* [WORK TO BE COMPLETED] Write out, exactly as they appear, only the lines running from the line with "Where can the headlight" to the final line of the listing; include both.

** BEGIN RECORDS TO USE **

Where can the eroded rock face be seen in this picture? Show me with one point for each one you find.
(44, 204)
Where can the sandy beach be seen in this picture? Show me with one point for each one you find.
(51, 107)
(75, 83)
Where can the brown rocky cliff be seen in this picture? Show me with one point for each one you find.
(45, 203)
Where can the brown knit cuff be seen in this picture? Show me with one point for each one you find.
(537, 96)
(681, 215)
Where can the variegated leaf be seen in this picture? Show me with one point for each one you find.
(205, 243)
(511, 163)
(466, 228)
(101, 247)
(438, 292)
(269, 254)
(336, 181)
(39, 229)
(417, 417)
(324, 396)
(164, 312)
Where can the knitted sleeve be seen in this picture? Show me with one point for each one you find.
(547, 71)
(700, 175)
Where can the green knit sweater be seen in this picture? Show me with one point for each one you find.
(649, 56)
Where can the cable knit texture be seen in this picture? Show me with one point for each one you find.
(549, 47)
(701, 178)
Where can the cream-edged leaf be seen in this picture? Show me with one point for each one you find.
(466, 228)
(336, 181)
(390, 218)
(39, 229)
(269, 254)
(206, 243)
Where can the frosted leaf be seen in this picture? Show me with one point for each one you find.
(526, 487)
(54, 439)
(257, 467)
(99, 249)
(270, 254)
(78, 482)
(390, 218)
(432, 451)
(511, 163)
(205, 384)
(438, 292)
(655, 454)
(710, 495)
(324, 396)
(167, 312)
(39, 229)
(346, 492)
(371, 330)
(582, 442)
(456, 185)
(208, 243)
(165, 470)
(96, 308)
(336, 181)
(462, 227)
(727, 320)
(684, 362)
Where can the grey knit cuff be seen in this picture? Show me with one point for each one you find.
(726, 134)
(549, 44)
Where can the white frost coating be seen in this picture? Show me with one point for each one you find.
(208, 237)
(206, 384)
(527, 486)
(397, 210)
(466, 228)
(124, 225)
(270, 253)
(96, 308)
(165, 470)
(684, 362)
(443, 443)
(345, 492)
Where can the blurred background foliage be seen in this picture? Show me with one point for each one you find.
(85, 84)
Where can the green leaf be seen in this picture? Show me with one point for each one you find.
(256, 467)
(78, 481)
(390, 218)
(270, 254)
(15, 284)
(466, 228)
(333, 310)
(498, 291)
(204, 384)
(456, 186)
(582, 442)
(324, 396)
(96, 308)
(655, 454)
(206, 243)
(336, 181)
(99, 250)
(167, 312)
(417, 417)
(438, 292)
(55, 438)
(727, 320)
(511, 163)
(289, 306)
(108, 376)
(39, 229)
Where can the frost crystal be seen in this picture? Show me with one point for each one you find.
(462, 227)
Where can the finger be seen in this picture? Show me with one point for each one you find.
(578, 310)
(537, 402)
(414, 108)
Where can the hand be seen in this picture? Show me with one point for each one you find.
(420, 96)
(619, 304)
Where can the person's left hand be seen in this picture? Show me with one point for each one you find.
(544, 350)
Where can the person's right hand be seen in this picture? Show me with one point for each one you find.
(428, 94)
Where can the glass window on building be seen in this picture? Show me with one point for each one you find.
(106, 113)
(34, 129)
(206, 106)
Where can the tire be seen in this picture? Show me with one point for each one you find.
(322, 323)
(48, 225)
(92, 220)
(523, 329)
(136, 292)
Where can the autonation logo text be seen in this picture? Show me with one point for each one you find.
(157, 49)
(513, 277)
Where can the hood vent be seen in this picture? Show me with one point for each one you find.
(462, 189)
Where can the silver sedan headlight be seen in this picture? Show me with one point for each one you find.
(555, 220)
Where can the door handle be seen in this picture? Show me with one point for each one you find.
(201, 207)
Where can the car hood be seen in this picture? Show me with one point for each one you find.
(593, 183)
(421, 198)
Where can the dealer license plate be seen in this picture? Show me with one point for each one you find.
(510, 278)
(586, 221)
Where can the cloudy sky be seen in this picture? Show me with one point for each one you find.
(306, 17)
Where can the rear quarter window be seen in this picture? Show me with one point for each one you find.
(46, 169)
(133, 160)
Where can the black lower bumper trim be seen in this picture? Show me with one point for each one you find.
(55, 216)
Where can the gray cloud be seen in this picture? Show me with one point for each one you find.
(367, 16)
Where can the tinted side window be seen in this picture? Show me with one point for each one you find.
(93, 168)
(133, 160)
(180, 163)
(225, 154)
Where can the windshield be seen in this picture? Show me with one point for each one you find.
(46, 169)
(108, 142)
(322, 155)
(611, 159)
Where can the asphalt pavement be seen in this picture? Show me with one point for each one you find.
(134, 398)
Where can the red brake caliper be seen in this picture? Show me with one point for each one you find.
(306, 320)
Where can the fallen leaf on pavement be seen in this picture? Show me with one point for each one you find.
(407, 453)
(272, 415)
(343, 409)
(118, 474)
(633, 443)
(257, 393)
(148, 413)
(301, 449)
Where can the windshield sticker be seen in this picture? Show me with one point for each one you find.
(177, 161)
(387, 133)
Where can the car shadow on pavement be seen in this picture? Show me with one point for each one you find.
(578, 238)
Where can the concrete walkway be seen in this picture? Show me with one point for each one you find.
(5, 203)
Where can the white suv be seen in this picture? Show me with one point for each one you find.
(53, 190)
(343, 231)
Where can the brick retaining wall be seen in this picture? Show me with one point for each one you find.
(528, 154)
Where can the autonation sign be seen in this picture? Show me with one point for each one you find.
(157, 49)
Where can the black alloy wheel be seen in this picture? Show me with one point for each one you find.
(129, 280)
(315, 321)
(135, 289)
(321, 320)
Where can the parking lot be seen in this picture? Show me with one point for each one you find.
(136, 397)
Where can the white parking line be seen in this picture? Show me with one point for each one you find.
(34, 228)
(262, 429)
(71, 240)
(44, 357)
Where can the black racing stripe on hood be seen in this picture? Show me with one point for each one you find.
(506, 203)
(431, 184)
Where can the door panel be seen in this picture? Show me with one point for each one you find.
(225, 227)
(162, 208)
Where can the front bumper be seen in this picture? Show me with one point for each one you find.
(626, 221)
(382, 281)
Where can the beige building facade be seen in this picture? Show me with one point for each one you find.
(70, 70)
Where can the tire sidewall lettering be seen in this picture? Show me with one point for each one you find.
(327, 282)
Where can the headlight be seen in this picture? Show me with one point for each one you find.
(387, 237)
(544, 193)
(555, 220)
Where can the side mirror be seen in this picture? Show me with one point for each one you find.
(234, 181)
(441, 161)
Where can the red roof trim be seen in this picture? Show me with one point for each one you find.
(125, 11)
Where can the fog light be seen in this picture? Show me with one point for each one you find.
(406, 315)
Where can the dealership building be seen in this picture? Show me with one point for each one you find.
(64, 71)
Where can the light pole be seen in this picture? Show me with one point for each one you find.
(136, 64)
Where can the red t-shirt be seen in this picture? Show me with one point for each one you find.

** END RECORDS TO USE **

* [RESPONSE TO THIS EXERCISE]
Where can the headlight be seen in this picture? Show me with one point for each one you find.
(387, 237)
(544, 193)
(555, 220)
Where can the side mirror be seen in this picture? Show me with one point for each one you find.
(234, 181)
(441, 161)
Where can the red roof trim be seen in this picture? Show me with one point for each one you find.
(125, 11)
Where can the fog light be seen in this picture? Show me with one point for each one you find.
(406, 315)
Where can the dealership building be seen in this picture? Show me with one point for each one you find.
(64, 71)
Where can the light pole be seen in this picture? Show me with one point for each one you find.
(136, 64)
Where can the red t-shirt be seen in this picture? Show me with one point for each one you find.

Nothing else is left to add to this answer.